An exact printout of all the entries is required.

Records excerpted from a collection
________________________________________
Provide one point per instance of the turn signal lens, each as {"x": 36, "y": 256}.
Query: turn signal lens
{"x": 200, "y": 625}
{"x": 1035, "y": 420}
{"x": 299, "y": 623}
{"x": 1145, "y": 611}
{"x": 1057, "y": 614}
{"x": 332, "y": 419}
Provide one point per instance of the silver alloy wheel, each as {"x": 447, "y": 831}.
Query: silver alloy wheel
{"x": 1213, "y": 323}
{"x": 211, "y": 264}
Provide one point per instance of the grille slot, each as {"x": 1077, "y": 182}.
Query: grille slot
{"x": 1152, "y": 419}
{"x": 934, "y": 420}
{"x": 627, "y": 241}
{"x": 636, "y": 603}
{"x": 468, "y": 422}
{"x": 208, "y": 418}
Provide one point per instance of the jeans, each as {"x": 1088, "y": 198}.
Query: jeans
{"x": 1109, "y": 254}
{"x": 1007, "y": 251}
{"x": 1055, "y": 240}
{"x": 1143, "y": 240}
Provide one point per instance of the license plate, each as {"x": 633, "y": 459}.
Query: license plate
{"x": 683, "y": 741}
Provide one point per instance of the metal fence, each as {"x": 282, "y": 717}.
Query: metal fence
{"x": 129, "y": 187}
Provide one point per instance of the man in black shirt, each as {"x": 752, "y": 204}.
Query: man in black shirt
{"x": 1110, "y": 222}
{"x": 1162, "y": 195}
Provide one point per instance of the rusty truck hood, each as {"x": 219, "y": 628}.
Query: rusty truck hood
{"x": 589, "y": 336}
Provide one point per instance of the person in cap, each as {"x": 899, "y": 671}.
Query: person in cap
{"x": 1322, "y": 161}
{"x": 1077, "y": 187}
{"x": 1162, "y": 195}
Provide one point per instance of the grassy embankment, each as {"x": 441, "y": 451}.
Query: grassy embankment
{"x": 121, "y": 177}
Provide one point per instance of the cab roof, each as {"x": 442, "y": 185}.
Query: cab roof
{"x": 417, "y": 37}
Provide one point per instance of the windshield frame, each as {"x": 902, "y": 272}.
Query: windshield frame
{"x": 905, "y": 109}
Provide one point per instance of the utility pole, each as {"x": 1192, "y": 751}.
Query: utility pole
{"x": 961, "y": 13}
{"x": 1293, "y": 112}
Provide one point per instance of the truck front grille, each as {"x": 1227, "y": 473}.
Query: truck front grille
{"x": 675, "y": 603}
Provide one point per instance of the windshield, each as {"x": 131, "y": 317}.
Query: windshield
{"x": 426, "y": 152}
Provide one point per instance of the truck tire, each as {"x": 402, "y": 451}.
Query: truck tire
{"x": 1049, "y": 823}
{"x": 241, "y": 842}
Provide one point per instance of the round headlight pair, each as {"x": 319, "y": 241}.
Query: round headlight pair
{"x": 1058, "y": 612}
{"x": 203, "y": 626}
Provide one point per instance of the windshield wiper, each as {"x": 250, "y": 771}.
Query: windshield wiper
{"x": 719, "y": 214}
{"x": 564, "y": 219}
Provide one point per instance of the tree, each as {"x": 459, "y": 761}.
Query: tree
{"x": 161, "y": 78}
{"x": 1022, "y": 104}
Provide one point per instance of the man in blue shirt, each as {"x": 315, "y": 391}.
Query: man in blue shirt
________________________________________
WORKED SOLUTION
Provide one point per instance of the turn signal lens, each as {"x": 36, "y": 256}.
Query: turn signal lens
{"x": 200, "y": 625}
{"x": 1035, "y": 420}
{"x": 299, "y": 623}
{"x": 1145, "y": 611}
{"x": 1057, "y": 614}
{"x": 332, "y": 419}
Provide one point per instance of the silver alloy wheel, each as {"x": 447, "y": 831}.
Query: silver alloy wheel
{"x": 1213, "y": 323}
{"x": 211, "y": 264}
Provide one point per instance of the grille slot, each as {"x": 1077, "y": 182}.
Query: grille slot
{"x": 1152, "y": 419}
{"x": 934, "y": 420}
{"x": 627, "y": 241}
{"x": 636, "y": 603}
{"x": 468, "y": 422}
{"x": 208, "y": 418}
Provide one point per instance of the jeans, each as {"x": 1088, "y": 198}.
Query: jeans
{"x": 1109, "y": 254}
{"x": 1007, "y": 251}
{"x": 1055, "y": 240}
{"x": 1143, "y": 240}
Provide one point per instance of the license plate, each as {"x": 633, "y": 459}.
Query: license plate
{"x": 683, "y": 741}
Provide one point per instance of the metal fence, each as {"x": 282, "y": 717}.
Query: metal fence
{"x": 129, "y": 187}
Provide one point per instance of the man in black shirt, each as {"x": 752, "y": 204}.
Query: man in black shirt
{"x": 1110, "y": 222}
{"x": 1162, "y": 195}
Provide one point per instance of the rusty truck hood, each as {"x": 219, "y": 628}.
Query: rusty truck hood
{"x": 589, "y": 336}
Provide one point per instance of the person in cap, each as {"x": 899, "y": 671}.
Query: person in cap
{"x": 1322, "y": 161}
{"x": 1077, "y": 187}
{"x": 1162, "y": 195}
Provide one point per instance of the grassy embankment, each as {"x": 441, "y": 451}.
Query: grassy embankment
{"x": 121, "y": 177}
Provide one point per instance of the cab roof, each as {"x": 442, "y": 185}.
Query: cab roof
{"x": 417, "y": 37}
Provide one point per instance of the windshield frame, each as {"x": 902, "y": 272}.
Query: windshield frame
{"x": 905, "y": 109}
Provide one point per instance of the utility pole, each as {"x": 1192, "y": 751}.
Query: utility pole
{"x": 961, "y": 13}
{"x": 1293, "y": 112}
Provide one point per instance of the truck front grille, each as {"x": 1227, "y": 473}.
Query: truck front grille
{"x": 675, "y": 603}
Provide one point per instance of the windshield, each as {"x": 131, "y": 317}.
Query: windshield
{"x": 426, "y": 152}
Provide one point per instance of the truck tire, each as {"x": 402, "y": 451}.
Query: truck tire
{"x": 1049, "y": 823}
{"x": 241, "y": 842}
Provide one point per instance of the round headlight pair, each as {"x": 319, "y": 241}.
Query: round headlight pair
{"x": 1058, "y": 612}
{"x": 203, "y": 626}
Provide one point per instance of the windshield wiper, each as {"x": 250, "y": 771}.
Query: windshield wiper
{"x": 719, "y": 214}
{"x": 564, "y": 219}
Provide one point per instance of the tree, each as {"x": 459, "y": 761}.
Query: tree
{"x": 161, "y": 78}
{"x": 1022, "y": 104}
Provide one point per instance of the man in blue shirt, each as {"x": 315, "y": 391}.
Query: man in blue shirt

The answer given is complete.